◆ Exercises to complete:
**1.** In the drug-news text, what reasons are given for advising the NHS not to use Spinraza for spinal muscular atrophy?
**2.** Rewrite the passage of the drug-news text starting at "The National Institute" and ending at "to the NHS.", replacing "NHS" with "National Health Service".
**3.** Continue the drug approvals news text from where it stops.

The National Institute for Health and Excellence has advised the NHS not to use Spinraza for the rare genetic disorder spinal muscular atrophy (SMA). In its assessment it said that there was a ‘substantial benefit’ for the drug, but the commiteee felt there were ‘significant uncertainties, particularity around its long term benefits’ partnered with Spinraza’S extremely high cost, means it would not be recommended as a cost effective treatment option.
However, NICE has said that Biogen intendeds to develop a proposed managed access programme that might adresss uncertainties in the evidence and reduce financial risk to the NHS.
The Scottish Medicines Consortium has approved funding for four newly licensed medicines.
Tesaro UK’s Zeluja was accepted for use for advanced ovarian cancer. In trials, it was found to cut the risk of disease progression or death by 73%
Roche’s Alecensa, was approved for its treatment of a rare type of advanced lung cancer. It has been found by Roche to decrease the risk of progression of the disease by almost half and reduce the risk of tumours in the central nervous system by 84%
Sweden’s Orphans Ravicti was approved for its long term treatment of urea cycle disorders in adults and children.
Pharmings Ruconest was accepted for the treatment of patients with the rare condition acute hereditary angioedema, which can cause painful and dangerous swelling anywhere in the body.
However it wasn’t all approvals for NHS Scotland with BioMarins Kuvan being rejected for concerns about long term benefits and cost effectiveness. As well as Vifor Pharmas Veltassa for the treatment of hyperkalaemia being rejected for cost effectiveness issues
Eisia and MSD’s Lenvima has been approved in the USA for the first line treatment of patients with unresectable hepatocellular carcinoma. The decision was based on results of the REFLECT trial in which Lenvima showed superiority compared to Bayers Nexavar.

◆ Records supplied:
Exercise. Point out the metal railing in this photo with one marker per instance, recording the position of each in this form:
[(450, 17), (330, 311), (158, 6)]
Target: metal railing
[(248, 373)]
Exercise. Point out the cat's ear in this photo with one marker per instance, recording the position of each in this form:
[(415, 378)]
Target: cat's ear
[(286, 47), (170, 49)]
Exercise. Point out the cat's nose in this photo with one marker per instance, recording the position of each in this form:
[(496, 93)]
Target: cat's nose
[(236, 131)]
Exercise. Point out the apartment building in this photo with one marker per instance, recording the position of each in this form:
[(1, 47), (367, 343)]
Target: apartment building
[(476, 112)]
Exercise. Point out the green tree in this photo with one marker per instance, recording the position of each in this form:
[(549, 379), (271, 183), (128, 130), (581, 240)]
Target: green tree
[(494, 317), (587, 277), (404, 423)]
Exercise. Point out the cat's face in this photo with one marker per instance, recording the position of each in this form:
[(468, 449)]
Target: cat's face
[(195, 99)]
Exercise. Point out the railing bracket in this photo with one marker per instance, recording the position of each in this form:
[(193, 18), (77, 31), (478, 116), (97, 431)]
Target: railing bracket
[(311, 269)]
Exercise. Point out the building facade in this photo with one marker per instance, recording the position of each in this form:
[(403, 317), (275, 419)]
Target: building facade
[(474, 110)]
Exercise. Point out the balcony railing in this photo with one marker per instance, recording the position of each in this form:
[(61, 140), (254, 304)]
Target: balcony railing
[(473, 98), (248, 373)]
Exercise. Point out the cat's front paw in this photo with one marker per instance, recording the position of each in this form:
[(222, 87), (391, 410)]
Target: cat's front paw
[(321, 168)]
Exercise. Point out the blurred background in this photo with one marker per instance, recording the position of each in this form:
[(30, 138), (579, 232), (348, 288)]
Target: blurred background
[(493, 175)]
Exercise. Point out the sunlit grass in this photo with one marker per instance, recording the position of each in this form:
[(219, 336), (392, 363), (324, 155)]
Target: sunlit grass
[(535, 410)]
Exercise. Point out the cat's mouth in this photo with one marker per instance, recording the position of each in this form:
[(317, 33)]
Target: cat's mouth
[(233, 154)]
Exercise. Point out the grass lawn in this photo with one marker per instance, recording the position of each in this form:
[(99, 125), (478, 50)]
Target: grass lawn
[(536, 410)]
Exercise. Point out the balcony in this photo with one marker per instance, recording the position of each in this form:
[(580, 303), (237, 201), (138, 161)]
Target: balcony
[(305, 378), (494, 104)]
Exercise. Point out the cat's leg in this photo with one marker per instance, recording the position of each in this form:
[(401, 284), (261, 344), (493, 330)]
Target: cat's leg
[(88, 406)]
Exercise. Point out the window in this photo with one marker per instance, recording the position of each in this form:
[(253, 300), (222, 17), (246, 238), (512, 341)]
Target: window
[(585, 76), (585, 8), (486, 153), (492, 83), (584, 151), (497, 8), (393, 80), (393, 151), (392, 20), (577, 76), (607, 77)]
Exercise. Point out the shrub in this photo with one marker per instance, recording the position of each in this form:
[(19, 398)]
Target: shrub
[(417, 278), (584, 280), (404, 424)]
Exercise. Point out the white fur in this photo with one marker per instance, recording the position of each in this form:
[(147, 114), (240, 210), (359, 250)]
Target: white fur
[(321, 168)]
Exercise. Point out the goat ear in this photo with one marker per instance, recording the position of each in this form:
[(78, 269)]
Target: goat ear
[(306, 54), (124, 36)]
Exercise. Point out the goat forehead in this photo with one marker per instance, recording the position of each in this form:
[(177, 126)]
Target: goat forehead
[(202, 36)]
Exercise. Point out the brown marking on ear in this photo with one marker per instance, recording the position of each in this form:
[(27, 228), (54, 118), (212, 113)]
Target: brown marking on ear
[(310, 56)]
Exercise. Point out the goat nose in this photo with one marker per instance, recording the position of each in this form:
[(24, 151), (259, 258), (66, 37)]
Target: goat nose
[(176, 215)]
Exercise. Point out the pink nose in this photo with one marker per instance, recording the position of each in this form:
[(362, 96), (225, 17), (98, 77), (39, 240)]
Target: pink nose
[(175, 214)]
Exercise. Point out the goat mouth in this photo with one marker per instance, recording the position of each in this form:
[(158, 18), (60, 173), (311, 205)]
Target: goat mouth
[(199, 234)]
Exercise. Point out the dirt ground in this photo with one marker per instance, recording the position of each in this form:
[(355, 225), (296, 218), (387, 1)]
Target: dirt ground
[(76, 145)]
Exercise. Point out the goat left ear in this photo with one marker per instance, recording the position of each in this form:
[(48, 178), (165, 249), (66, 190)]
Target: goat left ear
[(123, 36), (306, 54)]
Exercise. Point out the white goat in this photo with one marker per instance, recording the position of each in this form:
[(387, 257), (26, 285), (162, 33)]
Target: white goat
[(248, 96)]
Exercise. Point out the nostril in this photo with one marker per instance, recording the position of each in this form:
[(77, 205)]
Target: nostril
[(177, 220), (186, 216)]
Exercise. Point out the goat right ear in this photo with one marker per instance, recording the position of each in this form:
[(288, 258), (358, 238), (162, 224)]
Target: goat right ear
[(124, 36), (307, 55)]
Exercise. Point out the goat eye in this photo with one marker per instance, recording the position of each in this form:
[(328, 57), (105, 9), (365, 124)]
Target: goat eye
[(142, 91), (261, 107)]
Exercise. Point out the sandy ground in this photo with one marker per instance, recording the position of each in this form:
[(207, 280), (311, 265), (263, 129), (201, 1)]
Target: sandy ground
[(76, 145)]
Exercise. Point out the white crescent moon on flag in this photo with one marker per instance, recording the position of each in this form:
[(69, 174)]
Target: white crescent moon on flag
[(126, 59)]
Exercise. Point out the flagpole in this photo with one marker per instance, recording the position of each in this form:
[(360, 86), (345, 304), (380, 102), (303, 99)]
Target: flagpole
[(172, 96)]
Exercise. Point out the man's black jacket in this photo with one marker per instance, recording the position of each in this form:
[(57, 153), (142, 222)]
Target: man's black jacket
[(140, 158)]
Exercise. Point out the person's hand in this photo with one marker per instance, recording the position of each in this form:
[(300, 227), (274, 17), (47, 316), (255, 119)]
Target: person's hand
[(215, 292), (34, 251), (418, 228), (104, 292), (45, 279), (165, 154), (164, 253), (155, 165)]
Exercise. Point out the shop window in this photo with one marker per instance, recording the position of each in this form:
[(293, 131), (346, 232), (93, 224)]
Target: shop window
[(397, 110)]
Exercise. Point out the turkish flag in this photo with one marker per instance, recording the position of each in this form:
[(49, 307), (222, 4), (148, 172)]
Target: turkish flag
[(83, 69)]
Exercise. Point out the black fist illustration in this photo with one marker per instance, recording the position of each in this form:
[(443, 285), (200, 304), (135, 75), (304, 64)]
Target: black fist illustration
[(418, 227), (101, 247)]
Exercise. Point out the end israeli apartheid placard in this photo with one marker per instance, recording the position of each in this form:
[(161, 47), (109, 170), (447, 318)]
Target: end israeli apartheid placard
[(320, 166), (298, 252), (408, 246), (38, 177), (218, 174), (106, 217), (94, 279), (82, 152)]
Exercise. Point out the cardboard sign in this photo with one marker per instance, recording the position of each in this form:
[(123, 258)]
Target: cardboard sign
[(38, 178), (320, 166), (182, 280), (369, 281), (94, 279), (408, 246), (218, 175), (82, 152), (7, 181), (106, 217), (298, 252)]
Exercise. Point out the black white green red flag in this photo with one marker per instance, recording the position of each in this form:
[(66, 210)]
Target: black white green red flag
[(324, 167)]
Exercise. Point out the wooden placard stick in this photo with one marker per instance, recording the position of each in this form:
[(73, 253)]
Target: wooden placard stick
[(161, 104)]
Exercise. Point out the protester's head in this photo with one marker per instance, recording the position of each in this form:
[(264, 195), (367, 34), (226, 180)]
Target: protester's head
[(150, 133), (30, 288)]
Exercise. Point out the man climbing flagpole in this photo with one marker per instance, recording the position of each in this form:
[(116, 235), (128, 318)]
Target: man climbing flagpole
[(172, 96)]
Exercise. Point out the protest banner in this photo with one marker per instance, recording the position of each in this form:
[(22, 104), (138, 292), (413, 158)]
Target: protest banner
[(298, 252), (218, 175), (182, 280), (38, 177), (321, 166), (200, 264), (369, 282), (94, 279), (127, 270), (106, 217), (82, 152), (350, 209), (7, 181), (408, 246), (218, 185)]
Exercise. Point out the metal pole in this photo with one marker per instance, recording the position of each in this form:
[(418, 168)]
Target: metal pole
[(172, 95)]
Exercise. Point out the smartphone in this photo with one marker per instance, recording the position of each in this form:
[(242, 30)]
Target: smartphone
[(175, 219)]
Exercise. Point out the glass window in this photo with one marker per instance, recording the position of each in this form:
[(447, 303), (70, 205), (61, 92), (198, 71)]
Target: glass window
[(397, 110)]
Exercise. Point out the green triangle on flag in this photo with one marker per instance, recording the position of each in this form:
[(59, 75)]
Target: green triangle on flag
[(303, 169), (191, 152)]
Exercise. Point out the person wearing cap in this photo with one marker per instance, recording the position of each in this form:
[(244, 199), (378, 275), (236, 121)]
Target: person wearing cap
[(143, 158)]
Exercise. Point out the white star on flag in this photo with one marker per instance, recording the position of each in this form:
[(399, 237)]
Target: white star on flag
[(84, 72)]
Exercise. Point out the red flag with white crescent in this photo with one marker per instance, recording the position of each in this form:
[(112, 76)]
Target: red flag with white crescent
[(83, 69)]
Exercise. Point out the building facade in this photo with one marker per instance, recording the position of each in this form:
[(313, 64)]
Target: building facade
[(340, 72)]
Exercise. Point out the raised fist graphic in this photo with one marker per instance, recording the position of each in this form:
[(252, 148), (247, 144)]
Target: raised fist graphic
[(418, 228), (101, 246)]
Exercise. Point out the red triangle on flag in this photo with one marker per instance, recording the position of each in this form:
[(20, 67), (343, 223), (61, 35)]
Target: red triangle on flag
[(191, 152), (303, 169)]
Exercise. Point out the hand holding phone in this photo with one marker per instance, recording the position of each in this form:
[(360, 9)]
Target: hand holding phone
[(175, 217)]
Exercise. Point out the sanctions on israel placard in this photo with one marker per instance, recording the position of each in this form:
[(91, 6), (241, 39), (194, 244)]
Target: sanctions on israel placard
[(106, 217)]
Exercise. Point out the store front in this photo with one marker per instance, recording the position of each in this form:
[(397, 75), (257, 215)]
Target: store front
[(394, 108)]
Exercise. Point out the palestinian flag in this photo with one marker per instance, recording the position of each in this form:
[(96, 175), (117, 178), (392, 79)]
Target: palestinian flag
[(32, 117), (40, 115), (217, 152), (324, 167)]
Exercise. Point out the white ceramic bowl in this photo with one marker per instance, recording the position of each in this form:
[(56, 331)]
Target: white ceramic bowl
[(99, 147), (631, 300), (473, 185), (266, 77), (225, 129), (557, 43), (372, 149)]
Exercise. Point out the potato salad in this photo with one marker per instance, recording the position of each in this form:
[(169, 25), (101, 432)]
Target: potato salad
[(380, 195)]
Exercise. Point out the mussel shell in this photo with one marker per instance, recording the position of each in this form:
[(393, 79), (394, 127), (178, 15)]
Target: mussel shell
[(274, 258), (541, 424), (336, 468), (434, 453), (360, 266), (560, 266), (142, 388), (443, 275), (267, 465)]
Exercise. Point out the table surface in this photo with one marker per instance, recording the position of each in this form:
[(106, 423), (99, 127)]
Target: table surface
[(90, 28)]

◆ Answers by item number:
**1.** Although the committee found a substantial benefit from Spinraza, it saw significant uncertainties, particularly around the drug's long-term benefits. Together with Spinraza's extremely high cost, these uncertainties meant it would not be recommended as a cost-effective treatment option.

**2.**
The National Institute for Health and Excellence has advised the National Health Service not to use Spinraza for the rare genetic disorder spinal muscular atrophy (SMA). In its assessment it said that there was a ‘substantial benefit’ for the drug, but the commiteee felt there were ‘significant uncertainties, particularity around its long term benefits’ partnered with Spinraza’S extremely high cost, means it would not be recommended as a cost effective treatment option.
However, NICE has said that Biogen intendeds to develop a proposed managed access programme that might adresss uncertainties in the evidence and reduce financial risk to the National Health Service.

**3.**
NICE has stuck with its position that Roche’s Perjeta is not cost effective enough to be used by the NHS, post surgery to prevent breast cancer recurrence. The institute did not recommend Perjeta, it believes that further consultation is needed ‘to give people the opportunity to commit on updated cost effectiveness estimates’ which takes into account the costs of administering the drugs and the impact of cheaper biosimilar trastuzumab on reducing the overall cost of the Perjeta regimen. Evidence showed that adding Perjeta to the already tried regimen of trastuzumab and chemotherapy after surgery only made ‘ a small difference in the proportion of people who remained free of invasive disease and this effect itself was uncertain’. NICE also stated that the incremental cost effectiveness ratios for the drug are still likely to be higher than would normally be considered a good use of NHS resources.